EXTRAIT DU TEXTE:
========================================
« Nomades » de Mona Azzam
Dernière mise à jour : 8 mars 2022

"C'est ma dernière nuit de nomade, ma dernière nuit ici dans cet espace vaste comme un mirage sans fin ".
Au moment précis où l'on découvre Adama, on perd cet "enfant Peul, venu au monde, minuscule au milieu de ces milliards de grains de sable ".On doit s'échapper avec lui vers l'inconnu comme l'a décidé sa mère "Toi Adama, tu iras à l'école, c'est ta liberté "
Cet arrachement à la mère, à sa tribu, à son désert, est comme un rite, mais d'une brutalité rare , puisqu'il rompt du même coup avec les valeurs même de ce peuple si fantasmé par l'occident. Ce désert que Hadji lui décrit comme "une force tranquille, doux et violent en même temps, prêt à tout "doit aussi être son modèle. "Soit comme le désert Adama "
========================================
CONSIGNES:
**1)** Réécrivez plus brièvement le paragraphe de l'extrait sur « Nomades » qui commence par « Cet arrachement à la mère ».
**2)** Indiquez, s'il vous plaît, ce que la mère d'Adama a décidé pour lui selon l'extrait sur « Nomades ».
**3)** Poursuivez l'extrait sur « Nomades » après sa dernière phrase.
========================================
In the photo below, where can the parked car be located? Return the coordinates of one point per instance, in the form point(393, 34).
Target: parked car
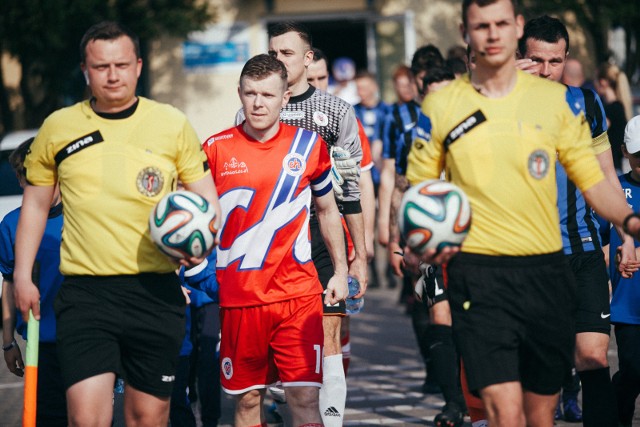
point(10, 191)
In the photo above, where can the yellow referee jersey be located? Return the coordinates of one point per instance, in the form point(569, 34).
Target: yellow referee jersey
point(111, 173)
point(502, 153)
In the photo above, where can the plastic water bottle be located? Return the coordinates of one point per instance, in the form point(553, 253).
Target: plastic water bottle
point(354, 305)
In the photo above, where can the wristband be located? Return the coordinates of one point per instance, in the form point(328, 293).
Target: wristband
point(10, 346)
point(626, 221)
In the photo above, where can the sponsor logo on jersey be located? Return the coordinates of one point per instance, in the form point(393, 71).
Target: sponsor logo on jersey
point(464, 127)
point(294, 164)
point(218, 138)
point(320, 118)
point(234, 167)
point(227, 368)
point(331, 412)
point(291, 115)
point(410, 126)
point(78, 145)
point(538, 164)
point(149, 181)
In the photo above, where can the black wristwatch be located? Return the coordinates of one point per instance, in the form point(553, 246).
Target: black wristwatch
point(10, 346)
point(626, 221)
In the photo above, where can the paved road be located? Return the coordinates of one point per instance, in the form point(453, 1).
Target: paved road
point(384, 379)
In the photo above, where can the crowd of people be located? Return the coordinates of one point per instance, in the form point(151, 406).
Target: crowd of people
point(511, 325)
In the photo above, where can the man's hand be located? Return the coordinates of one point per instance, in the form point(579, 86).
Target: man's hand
point(337, 290)
point(13, 359)
point(626, 261)
point(27, 297)
point(343, 168)
point(358, 269)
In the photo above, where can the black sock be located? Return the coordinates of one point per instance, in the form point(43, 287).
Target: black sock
point(598, 399)
point(445, 363)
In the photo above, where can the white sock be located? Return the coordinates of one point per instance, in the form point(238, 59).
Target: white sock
point(333, 393)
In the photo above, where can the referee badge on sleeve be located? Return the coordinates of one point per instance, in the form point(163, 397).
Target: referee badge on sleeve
point(538, 164)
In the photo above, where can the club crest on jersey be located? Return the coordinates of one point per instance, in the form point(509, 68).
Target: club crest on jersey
point(150, 181)
point(538, 164)
point(227, 368)
point(291, 115)
point(294, 164)
point(320, 118)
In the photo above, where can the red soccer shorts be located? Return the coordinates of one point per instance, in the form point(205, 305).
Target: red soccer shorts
point(278, 341)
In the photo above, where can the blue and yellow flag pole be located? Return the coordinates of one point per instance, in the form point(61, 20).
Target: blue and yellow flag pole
point(31, 373)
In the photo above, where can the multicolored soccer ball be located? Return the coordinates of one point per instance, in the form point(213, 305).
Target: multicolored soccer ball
point(183, 225)
point(434, 214)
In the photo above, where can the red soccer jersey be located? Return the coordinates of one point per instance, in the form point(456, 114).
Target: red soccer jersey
point(265, 191)
point(367, 160)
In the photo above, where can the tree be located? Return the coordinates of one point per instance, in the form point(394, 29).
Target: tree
point(44, 35)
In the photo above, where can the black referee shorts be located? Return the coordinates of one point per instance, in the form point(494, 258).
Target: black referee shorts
point(130, 325)
point(513, 319)
point(592, 281)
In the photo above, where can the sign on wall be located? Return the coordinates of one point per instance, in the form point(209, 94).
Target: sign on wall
point(219, 47)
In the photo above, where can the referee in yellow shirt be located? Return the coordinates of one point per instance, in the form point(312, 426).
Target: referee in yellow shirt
point(497, 134)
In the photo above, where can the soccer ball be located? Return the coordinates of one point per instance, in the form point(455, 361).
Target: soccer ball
point(182, 225)
point(434, 214)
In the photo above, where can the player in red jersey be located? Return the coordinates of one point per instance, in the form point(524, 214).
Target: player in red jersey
point(267, 173)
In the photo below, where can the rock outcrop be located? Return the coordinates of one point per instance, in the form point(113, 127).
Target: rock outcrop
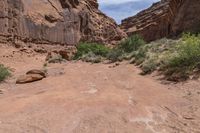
========================================
RÉPONSES:
**1)** Le départ d'Adama, séparé de sa mère, de sa tribu et de son désert, ressemble à un rite d'une rare brutalité, car il rompt avec les valeurs mêmes de ce peuple tant fantasmé par l'Occident. Le désert, que Hadji lui décrit comme « une force tranquille, doux et violent en même temps, prêt à tout », doit aussi lui servir de modèle.

**2)** Elle a décidé qu'il irait à l'école, parce que ce serait sa liberté.

**3)**
Toute cette fiction sera le récit d'une contradiction que le Maktoub -la fatalité, le destin- ne peut résoudre, comme le dit en contrepoint Saint Exupéry "La vie se contredit tant ". Ces courtes citations d'écrivains aussi différents que Sylvain Tesson et Lao She, qui ponctuent chaque chapitre, sont comme une petite lumière, une invitation à méditer sur ce destin d'Adama, Peul et nomade, qui se propose rien de moins que d'inventer le nomadisme de l écriture.
Mais son chemin sera semé d'embûches. Le bon élève que sa mère avait réussi à envoyer, on ne sait par quel miracle à Abidjan, voit son destin brisé dès son retour à Bamako, son diplôme de Science Po en poche. Son frère, sans prendre de gants, à la manière des Peul, lui apprend à sa descente d'avion que la tribu à été décimée par les terroristes et ne lui laisse pas d'autre choix que de remplacer son père à la tête de ce qu'il reste du clan. Pour Adama,cette entrave à la liberté aura désormais un nom AQMI.
Par un retournement de l'histoire, sa liberté d'homme donnée par sa mère est aussi brisée, dans le désert par cette mère qui décide de le marier.
On peut y voir au-delà de la démystification des Peul et du désert, le combat éternel entre la tradition et la modernité., tout comme les difficultés d'un transclasse sauvé par l'écriture.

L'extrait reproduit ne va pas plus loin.